**What the task asks:** An exact copy of all the data below is required.
------ Records for processing ------
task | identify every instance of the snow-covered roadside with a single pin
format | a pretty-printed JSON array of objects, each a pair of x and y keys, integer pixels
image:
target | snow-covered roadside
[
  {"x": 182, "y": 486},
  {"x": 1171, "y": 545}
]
------
**Solution:**
task | identify every instance of the snow-covered roadside with a single pin
format | a pretty-printed JSON array of objects, each a pair of x and y keys, integer pixels
image:
target | snow-covered roadside
[
  {"x": 182, "y": 486},
  {"x": 1171, "y": 545}
]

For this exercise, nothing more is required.